▶ [Task goal]:
Please update the entries below by replacing each "lane-count record" with "object-count record" and leaving everything else as it is.

(A block of data)
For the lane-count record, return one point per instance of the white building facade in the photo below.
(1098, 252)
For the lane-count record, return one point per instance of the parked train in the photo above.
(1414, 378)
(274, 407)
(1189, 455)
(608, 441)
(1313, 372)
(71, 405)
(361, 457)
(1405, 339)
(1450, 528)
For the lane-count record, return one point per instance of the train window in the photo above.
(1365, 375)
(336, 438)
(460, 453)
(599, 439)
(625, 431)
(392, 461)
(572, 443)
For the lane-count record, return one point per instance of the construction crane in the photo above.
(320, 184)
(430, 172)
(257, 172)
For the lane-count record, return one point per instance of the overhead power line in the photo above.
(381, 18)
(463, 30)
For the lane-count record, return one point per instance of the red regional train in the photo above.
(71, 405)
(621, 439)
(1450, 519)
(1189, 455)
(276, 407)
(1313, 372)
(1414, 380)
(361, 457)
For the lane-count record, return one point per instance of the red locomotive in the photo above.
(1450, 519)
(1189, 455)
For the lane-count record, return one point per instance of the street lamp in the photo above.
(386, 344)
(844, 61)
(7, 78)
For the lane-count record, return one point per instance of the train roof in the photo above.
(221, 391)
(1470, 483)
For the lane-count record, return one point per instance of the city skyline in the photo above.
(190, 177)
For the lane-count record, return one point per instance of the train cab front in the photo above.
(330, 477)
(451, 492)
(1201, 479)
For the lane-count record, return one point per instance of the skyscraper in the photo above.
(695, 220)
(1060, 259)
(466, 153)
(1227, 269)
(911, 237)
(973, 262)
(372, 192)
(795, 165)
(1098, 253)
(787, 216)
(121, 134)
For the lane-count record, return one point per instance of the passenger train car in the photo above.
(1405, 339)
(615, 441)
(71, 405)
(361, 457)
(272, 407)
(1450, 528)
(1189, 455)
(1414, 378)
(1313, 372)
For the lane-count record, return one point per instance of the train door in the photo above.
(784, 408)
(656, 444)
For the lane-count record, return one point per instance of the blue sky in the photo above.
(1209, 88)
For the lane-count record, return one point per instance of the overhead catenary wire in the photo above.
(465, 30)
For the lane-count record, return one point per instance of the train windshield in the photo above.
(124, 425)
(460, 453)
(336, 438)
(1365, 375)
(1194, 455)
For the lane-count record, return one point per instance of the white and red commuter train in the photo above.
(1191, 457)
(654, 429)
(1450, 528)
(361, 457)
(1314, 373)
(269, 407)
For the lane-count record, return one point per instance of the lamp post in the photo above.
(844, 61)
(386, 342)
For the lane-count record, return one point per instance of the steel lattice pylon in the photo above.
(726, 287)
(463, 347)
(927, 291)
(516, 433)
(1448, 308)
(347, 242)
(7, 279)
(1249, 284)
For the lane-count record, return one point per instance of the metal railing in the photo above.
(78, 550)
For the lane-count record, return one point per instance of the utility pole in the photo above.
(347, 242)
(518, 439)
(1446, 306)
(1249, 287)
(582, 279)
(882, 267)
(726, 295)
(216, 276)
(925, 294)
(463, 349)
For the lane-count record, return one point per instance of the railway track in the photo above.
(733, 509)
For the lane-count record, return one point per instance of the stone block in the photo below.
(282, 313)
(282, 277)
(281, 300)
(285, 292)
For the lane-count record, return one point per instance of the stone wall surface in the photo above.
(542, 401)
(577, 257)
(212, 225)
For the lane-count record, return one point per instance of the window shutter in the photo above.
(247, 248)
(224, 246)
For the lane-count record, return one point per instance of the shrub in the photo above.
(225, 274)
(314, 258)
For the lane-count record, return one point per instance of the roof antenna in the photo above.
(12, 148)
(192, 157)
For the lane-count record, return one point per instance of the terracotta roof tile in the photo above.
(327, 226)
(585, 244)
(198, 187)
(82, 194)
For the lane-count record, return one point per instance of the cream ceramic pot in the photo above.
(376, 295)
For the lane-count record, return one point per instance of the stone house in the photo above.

▶ [Full response]:
For the object-count record, return one point per instance of the white building facade in the photo below.
(1098, 252)
For the object-count record, return one point per instance of the parked train in the photo above.
(1414, 378)
(274, 407)
(1189, 455)
(608, 441)
(1313, 372)
(71, 405)
(361, 457)
(1405, 339)
(1450, 528)
For the object-count record, return one point per instance of the train window in the photo above.
(1365, 375)
(336, 438)
(460, 453)
(599, 439)
(625, 431)
(392, 461)
(572, 443)
For the object-count record, return one point per instance of the construction crane in the photo above.
(320, 184)
(430, 172)
(257, 172)
For the object-count record, return one point per instance of the overhead power line in the photo above.
(381, 18)
(463, 30)
For the object-count record, return one point per instance of the red regional train in the photo above.
(71, 405)
(621, 439)
(1450, 519)
(1189, 455)
(276, 407)
(1313, 372)
(1414, 380)
(361, 457)
For the object-count record, return one point per instance of the red locomotive in the photo above.
(1450, 519)
(1189, 455)
For the object-count record, return one point per instance of the street lamp in the photo above.
(386, 344)
(844, 61)
(7, 78)
For the object-count record, return one point per instance of the train roof in the photo above.
(221, 391)
(1470, 483)
For the object-count record, return one point per instance of the city skyline in the photo above.
(190, 177)
For the object-count record, return one point per instance of the train cab front in the photo above.
(330, 477)
(451, 492)
(1201, 479)
For the object-count record, return one point per instance of the skyscraper in the photo above.
(695, 220)
(1060, 259)
(466, 153)
(1227, 269)
(911, 237)
(973, 262)
(372, 192)
(795, 165)
(1098, 253)
(787, 216)
(121, 134)
For the object-count record, return one point per instance of the passenger train car in the photo above.
(1405, 339)
(615, 441)
(71, 405)
(361, 457)
(272, 407)
(1450, 528)
(1189, 455)
(1414, 378)
(1313, 372)
For the object-count record, return one point per instance of the train door in the photo above.
(784, 408)
(656, 444)
For the object-count record, return one point per instance of the blue sky in the photo above.
(1209, 88)
For the object-count record, return one point per instance of the overhead catenary wire in the photo above.
(465, 30)
For the object-count record, return one point per instance of the train windshield in the photo above.
(124, 425)
(460, 453)
(336, 438)
(1365, 375)
(1194, 455)
For the object-count record, return one point per instance of the white and red commuter train in the photo above.
(1191, 457)
(654, 429)
(1450, 528)
(361, 457)
(1314, 373)
(269, 407)
For the object-count record, return one point per instance of the lamp post in the photo above.
(844, 61)
(386, 342)
For the object-count record, return one point per instance of the steel lattice pylon in the photo above.
(726, 287)
(463, 347)
(927, 291)
(516, 433)
(1448, 308)
(347, 242)
(7, 279)
(1249, 284)
For the object-count record, return one point per instance of the metal railing in the photo above.
(78, 550)
For the object-count record, return one point per instance of the utility pole in the photo above.
(347, 242)
(518, 439)
(1446, 306)
(1249, 287)
(582, 279)
(882, 267)
(726, 295)
(216, 276)
(925, 294)
(463, 349)
For the object-count record, return one point per instance of the railway track in the photo above.
(733, 509)
For the object-count record, return one point per instance of the stone block in the photo below.
(282, 313)
(282, 277)
(281, 300)
(285, 292)
For the object-count record, return one point per instance of the stone wall surface in the photo above.
(542, 401)
(577, 257)
(212, 225)
For the object-count record, return one point per instance of the window shutter in the photo above.
(247, 248)
(224, 246)
For the object-count record, return one point per instance of the shrub in the photo above.
(225, 274)
(314, 258)
For the object-count record, return one point per instance of the roof antenna in the photo above.
(12, 148)
(192, 157)
For the object-count record, return one point per instance of the terracotta roof tile in the photo above.
(327, 226)
(585, 244)
(198, 187)
(82, 194)
For the object-count record, return one point per instance of the cream ceramic pot in the photo above.
(376, 295)
For the object-count record, return one point per instance of the stone house in the photo above.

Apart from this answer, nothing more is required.